TASK TO CARRY OUT: Reproduce the whole listing, keeping each line as it is.

DATA FOR THIS TASK:
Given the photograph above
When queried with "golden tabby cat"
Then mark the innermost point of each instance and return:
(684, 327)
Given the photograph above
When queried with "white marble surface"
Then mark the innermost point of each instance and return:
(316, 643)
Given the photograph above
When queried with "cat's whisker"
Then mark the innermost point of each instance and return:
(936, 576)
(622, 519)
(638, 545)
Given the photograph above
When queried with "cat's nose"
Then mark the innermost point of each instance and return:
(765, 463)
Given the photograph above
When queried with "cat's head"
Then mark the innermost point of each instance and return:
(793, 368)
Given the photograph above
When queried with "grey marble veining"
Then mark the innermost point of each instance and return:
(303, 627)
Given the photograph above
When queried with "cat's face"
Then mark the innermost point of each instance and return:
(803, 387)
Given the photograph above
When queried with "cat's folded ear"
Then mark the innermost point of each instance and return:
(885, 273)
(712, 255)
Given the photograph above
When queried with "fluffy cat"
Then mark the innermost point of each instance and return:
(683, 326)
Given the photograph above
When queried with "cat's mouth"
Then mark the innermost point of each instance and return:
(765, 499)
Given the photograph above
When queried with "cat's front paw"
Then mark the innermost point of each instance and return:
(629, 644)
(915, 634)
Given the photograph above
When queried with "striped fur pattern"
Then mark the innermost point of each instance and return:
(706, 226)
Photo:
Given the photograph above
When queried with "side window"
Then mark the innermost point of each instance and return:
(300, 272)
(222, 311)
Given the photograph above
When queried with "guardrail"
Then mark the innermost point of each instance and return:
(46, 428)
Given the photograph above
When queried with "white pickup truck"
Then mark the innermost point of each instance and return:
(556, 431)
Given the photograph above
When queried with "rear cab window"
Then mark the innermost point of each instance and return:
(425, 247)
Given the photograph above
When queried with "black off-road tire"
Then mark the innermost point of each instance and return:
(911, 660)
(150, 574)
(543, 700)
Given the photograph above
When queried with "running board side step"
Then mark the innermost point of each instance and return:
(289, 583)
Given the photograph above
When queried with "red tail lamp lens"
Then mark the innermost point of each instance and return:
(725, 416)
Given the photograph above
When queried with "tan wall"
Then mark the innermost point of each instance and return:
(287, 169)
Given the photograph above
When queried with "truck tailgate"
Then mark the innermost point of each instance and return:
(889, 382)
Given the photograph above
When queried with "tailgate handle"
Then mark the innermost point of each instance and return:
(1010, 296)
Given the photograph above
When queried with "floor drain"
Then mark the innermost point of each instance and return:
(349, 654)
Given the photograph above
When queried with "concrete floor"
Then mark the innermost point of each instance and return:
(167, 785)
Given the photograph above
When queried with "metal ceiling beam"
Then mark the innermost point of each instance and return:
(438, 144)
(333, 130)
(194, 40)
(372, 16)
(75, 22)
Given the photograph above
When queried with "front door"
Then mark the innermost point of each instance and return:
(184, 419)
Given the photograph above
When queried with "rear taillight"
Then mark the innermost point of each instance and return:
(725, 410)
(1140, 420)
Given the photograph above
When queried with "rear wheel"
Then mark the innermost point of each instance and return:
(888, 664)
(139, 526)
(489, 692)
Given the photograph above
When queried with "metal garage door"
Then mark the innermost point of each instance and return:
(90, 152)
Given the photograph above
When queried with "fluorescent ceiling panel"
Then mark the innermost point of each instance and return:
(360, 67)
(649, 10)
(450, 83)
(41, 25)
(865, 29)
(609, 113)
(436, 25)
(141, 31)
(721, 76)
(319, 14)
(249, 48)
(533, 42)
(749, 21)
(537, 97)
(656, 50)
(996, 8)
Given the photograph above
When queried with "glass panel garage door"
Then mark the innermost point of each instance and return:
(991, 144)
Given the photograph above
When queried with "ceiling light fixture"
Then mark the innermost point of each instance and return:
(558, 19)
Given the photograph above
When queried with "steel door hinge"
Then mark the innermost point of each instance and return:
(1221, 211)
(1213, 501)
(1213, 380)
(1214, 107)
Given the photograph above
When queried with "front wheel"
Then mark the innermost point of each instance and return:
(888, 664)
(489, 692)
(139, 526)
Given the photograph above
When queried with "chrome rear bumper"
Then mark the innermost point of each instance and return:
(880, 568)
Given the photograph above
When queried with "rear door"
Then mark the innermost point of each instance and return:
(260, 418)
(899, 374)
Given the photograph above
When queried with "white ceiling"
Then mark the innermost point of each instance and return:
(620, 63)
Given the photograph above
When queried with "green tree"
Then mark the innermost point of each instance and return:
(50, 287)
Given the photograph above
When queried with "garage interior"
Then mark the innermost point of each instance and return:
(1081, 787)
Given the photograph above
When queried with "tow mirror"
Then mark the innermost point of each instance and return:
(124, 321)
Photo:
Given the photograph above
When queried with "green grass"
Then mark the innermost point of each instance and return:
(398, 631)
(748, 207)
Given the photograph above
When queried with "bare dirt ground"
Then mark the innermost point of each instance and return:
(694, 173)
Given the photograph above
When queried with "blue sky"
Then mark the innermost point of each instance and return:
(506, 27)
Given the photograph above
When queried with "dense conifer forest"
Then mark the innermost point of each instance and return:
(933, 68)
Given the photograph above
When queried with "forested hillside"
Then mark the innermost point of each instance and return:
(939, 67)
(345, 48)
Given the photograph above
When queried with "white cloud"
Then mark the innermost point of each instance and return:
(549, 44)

EXERCISE RESPONSE:
Given the photograph above
When queried with "golden tabby cat"
Then mark the innermost point of each instance and return:
(684, 327)
Given the photograph above
When queried with "white marble surface"
Then mark the innermost point of each instance and return:
(316, 643)
Given the photograph above
When queried with "cat's whisker"
Then mark the innermost point of each instance and return:
(936, 576)
(622, 519)
(638, 545)
Given the photograph above
When queried with "cat's nose"
Then mark the innermost point of each instance and return:
(765, 463)
Given the photograph above
When queried with "cat's head"
Then mark the innermost point of each instance and return:
(793, 368)
Given the photograph above
When queried with "grey marble veining"
Then mark the innermost point of each instance and return:
(303, 627)
Given the photograph above
When queried with "cat's face"
Then mark the innermost point of each instance and return:
(803, 387)
Given the photograph above
When queried with "cat's folded ear"
Then mark the innermost point of each instance and return:
(885, 273)
(712, 255)
Given the photograph above
When queried with "fluffy cat"
Then mark the innermost point of each instance and return:
(683, 326)
Given the photograph above
When queried with "cat's mouth"
Then mark the innermost point of each instance and return:
(765, 499)
Given the photograph above
When queried with "cat's front paw"
Then mark the innermost point of each instance and return:
(629, 644)
(915, 634)
Given the photograph above
When queried with "striped fur pattern"
Then mark the innermost point of each instance and return:
(706, 226)
Photo:
Given the photograph above
When queried with "side window"
Then mark the innermost point of each instance and return:
(300, 272)
(222, 311)
Given the photograph above
When queried with "guardrail"
Then mark the innermost point of each instance and return:
(46, 428)
Given the photograph above
When queried with "white pickup truck"
Then mark the innermost point of each instance and return:
(556, 431)
Given the photograph above
When queried with "rear cab window"
Then mark the innermost point of each instance and return:
(425, 247)
Given the photograph above
When queried with "black off-road tire"
Then mark the innermost point of each instance and return:
(911, 660)
(150, 574)
(543, 700)
Given the photograph above
When queried with "running board side step"
Then mark the innermost point of each instance and return:
(289, 583)
Given the photograph above
When queried with "red tail lamp lens"
Then mark the innermost point of each instance and return:
(725, 416)
Given the photograph above
When queried with "tan wall"
Then mark the innermost point of each instance and return:
(287, 169)
Given the photograph above
When queried with "truck tailgate"
Then mark the innermost point of each instance and return:
(889, 382)
Given the photograph above
When queried with "tailgate handle"
Then mark the innermost point of each instance and return:
(1010, 296)
Given the photograph above
When queried with "floor drain"
Then mark the innermost point of each instance and return:
(349, 654)
Given the photograph above
When queried with "concrete floor"
Then mark the innermost point of each instance and return:
(167, 785)
Given the photograph above
When queried with "metal ceiling beam"
Then mark the innermost point of each instance and return:
(438, 144)
(333, 130)
(194, 40)
(372, 16)
(75, 22)
Given the photograph above
When queried with "front door"
Then mark the innermost point of each instance and return:
(184, 419)
Given the photograph above
When queried with "rear taillight"
Then mark the innermost point of each instance and return:
(725, 410)
(1140, 420)
Given the photograph above
When queried with "rear wheel"
Then mark the innermost point of each instance and return:
(888, 664)
(139, 526)
(489, 692)
Given the photograph above
When queried with "metal garage door"
Then mark the innermost point of each instance and return:
(90, 152)
Given the photograph above
When queried with "fluorescent ceiling panel"
Then mark the innermost point of each instance and return:
(360, 67)
(649, 10)
(450, 83)
(41, 25)
(865, 29)
(609, 113)
(436, 25)
(141, 31)
(721, 76)
(319, 14)
(249, 48)
(533, 42)
(749, 21)
(537, 97)
(656, 50)
(996, 8)
Given the photograph above
When queried with "glass panel garage door"
Then mark the innermost point of each instance and return:
(991, 144)
Given the photograph above
When queried with "ceiling light fixture"
Then mark the innermost point of each instance and return:
(558, 19)
Given the photograph above
When queried with "steel door hinge"
Then mark the innermost point of each instance and return:
(1221, 211)
(1213, 501)
(1213, 380)
(1214, 107)
Given the photograph above
When queried with "front wheel"
Then mark the innermost point of each instance and return:
(888, 664)
(489, 692)
(139, 526)
Given the photograph above
When queried with "chrome rear bumper"
Then mark the innermost point of each instance and return:
(880, 568)
Given the photograph above
When queried with "rear door"
Then mark the innermost point of each instance and return:
(260, 418)
(899, 374)
Given the photograph above
When queried with "white ceiling"
Then mark the innermost point of each instance and return:
(620, 63)
Given the photograph above
When queried with "green tree"
Then mark the innermost point of each instance and return:
(50, 287)
Given the photograph above
When queried with "garage interior"
Then mark the innermost point of each instance and return:
(1081, 787)
Given the photograph above
When queried with "tow mirror"
Then mark the innermost point of each instance and return:
(124, 321)
Photo:
Given the photograph above
When queried with "green grass"
Then mark the innermost point of each instance and return:
(398, 631)
(748, 207)
Given the photograph above
When queried with "bare dirt ground"
Then mark the innermost point of each instance and return:
(694, 173)
Given the photograph above
When queried with "blue sky"
Then mark the innermost point of each instance and return:
(506, 27)
Given the photograph above
When queried with "dense conifer forest"
Then mark the innermost point of each instance and return:
(933, 68)
Given the photograph above
When queried with "forested hillside"
Then mark the innermost point of each instance and return:
(939, 67)
(345, 48)
Given the photograph above
When queried with "white cloud"
Then mark the innermost point of each instance and return:
(549, 44)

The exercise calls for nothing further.